** start Working data **

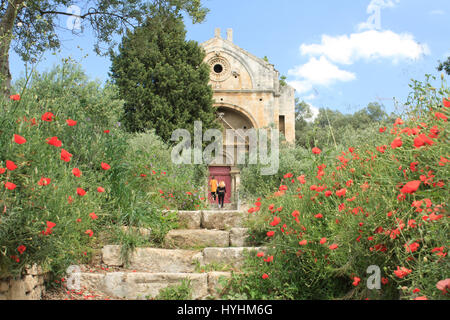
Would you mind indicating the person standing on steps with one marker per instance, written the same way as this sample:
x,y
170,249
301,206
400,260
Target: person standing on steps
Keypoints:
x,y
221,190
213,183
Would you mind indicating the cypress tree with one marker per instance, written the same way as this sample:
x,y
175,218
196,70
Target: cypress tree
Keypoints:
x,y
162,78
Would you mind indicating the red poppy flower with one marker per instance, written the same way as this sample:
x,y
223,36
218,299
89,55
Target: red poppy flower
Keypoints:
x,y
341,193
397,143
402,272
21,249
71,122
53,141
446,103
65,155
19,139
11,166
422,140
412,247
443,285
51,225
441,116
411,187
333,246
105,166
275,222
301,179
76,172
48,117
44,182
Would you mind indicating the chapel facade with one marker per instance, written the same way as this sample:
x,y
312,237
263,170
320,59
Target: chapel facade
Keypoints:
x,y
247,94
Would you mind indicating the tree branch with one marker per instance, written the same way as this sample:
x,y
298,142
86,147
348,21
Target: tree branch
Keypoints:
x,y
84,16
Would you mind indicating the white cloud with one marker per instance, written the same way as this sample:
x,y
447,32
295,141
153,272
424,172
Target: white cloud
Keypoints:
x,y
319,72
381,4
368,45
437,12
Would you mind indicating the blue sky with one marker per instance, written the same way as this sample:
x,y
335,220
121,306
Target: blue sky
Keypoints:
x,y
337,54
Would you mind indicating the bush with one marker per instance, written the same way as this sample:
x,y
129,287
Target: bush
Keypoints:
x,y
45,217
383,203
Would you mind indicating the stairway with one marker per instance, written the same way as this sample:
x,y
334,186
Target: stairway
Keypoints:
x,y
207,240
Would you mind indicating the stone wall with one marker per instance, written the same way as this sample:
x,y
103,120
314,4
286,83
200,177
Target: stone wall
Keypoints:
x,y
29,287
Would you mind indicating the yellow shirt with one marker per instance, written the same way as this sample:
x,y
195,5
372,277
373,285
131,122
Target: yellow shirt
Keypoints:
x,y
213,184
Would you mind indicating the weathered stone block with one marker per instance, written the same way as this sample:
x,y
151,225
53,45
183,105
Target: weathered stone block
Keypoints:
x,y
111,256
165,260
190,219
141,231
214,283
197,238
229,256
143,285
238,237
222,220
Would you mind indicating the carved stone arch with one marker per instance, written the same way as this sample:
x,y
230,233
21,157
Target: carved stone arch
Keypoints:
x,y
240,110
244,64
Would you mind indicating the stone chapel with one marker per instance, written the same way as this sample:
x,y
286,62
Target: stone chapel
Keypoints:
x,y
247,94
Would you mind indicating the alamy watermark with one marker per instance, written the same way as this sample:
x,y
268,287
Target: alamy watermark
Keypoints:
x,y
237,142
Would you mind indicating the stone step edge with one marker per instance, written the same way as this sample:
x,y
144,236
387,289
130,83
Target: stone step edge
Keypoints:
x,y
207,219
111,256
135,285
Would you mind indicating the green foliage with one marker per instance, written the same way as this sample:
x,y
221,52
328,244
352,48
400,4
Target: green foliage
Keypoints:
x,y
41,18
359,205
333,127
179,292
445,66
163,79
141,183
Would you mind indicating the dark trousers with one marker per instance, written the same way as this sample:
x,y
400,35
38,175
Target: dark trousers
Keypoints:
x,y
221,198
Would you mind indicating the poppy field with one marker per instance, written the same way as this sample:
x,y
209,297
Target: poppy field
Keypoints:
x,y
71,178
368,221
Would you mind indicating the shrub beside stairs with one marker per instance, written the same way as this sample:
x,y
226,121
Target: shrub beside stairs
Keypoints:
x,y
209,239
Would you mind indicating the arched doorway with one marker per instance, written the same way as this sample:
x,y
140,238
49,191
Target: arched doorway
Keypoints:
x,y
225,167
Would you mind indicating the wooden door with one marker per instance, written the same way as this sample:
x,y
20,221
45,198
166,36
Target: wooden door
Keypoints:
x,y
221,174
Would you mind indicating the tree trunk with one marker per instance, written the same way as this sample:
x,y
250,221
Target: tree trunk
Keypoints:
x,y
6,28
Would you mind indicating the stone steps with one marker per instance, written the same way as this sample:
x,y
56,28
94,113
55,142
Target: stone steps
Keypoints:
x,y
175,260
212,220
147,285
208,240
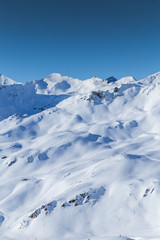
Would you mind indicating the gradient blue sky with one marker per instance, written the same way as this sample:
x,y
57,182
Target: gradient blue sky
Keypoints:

** end Working data **

Task statement >>
Set down the complete material exactly, but do not include the images.

Solution to the problem >>
Would you mind indicating the person standing on steps with one marker per instance, written the same way as this sample:
x,y
170,249
301,206
400,260
Target: person standing on steps
Keypoints:
x,y
221,190
213,183
Would you mind indicating the cypress tree with one marker per instance, written the same way as this sample:
x,y
175,218
196,70
Target: cypress tree
Keypoints:
x,y
162,78
Would you mind indicating the red poppy flower with one marker per instance, written the same way as this sample:
x,y
223,36
218,299
89,55
Target: red poppy flower
Keypoints:
x,y
341,193
397,143
402,272
21,249
71,122
53,141
446,103
65,155
19,139
11,166
422,140
412,247
443,285
51,225
441,116
411,187
333,246
105,166
275,222
301,179
76,172
48,117
44,182
Would you mind indicating the chapel facade with one marker per instance, written the same way as this sample:
x,y
312,237
263,170
320,59
Target: chapel facade
Keypoints:
x,y
247,94
Would you mind indicating the tree branch with one marker per instance, written the same way as this sample:
x,y
298,142
86,147
348,21
Target: tree branch
Keypoints:
x,y
84,16
Would you mind indicating the white cloud with one marker per instance, written the same way as this sample:
x,y
447,32
295,141
153,272
424,172
Target: white cloud
Keypoints:
x,y
319,72
381,4
368,45
437,12
Would you mind indicating the blue sky with one marker per instance, written the same way as this sample:
x,y
335,220
121,306
Target: blue sky
Keypoints:
x,y
337,54
Would you mind indicating the bush with one marker per instance, written the same way as this sample:
x,y
129,287
Target: bush
Keypoints:
x,y
45,217
383,203
Would you mind indicating the stairway with one marker per instance, written the same way as this sample:
x,y
334,186
Target: stairway
Keypoints:
x,y
207,240
Would you mind indicating the stone wall with one marker per instance, written the same way as this sample:
x,y
103,120
314,4
286,83
200,177
Target: stone wall
Keypoints:
x,y
29,287
Would you mind indicating the yellow shirt with one marker per instance, written the same way as this sample:
x,y
195,5
372,277
373,285
131,122
Target: yellow shirt
Keypoints:
x,y
213,184
Would you mind indicating the weathered stone block with one marker per instance, written the same way as this sample:
x,y
151,225
53,45
183,105
Target: weathered stone block
Keypoints:
x,y
111,256
165,260
190,219
141,231
214,283
197,238
229,256
143,285
238,237
222,220
Would you mind indicating the carved stone arch with one marker per instance, written the same way as this sample:
x,y
230,233
21,157
Target: carved stone arch
Keypoints:
x,y
240,110
244,64
Would you mind indicating the stone chapel with one marker per instance, written the same way as this sample:
x,y
286,62
Target: stone chapel
Keypoints:
x,y
247,94
Would you mind indicating the alamy watermark with one marker per instance, written the same way as this sample:
x,y
268,287
Target: alamy watermark
Keypoints:
x,y
237,142
Would you mind indicating the stone step edge with one marker per instance, written the same way as this sample:
x,y
144,236
387,289
130,83
Target: stone step edge
Keypoints:
x,y
207,219
111,256
135,285
Would you mind indicating the green foliage with one marker per instance, written the same way as this sample:
x,y
221,52
328,244
352,48
400,4
Target: green foliage
Keypoints:
x,y
41,18
359,205
333,127
179,292
445,66
163,79
141,183
Would you mind indicating the dark trousers with one marker per instance, written the same way as this sample:
x,y
400,35
38,175
Target: dark trousers
Keypoints:
x,y
221,198
Would you mind indicating the poppy field with one marker per instance, written the same way as this sample:
x,y
209,297
Target: poppy field
Keypoints:
x,y
71,178
368,221
Would you mind indicating the shrub beside stairs with one marker per instance, written the same way as this sample:
x,y
226,121
Target: shrub beside stairs
Keypoints:
x,y
209,239
Would you mind indicating the arched doorway with one marker per instance, written the same way as this sample:
x,y
140,238
49,191
Target: arched doorway
Keypoints:
x,y
225,167
Would you mind indicating the wooden door with one marker per instance, written the same way as this sample:
x,y
20,221
45,198
166,36
Target: wooden door
Keypoints:
x,y
221,174
Would you mind indicating the tree trunk with one marker per instance, written the same way as this sample:
x,y
250,221
Target: tree trunk
Keypoints:
x,y
6,28
Would you mind indicating the stone steps with one marker per instance, written the same way as this sample:
x,y
56,28
94,113
55,142
Target: stone steps
Keypoints:
x,y
175,260
212,220
147,285
208,240
Would you mind indicating the gradient blue sky with one marker per instance, written the same way as this sample:
x,y
57,182
Target: gradient blue sky
Keypoints:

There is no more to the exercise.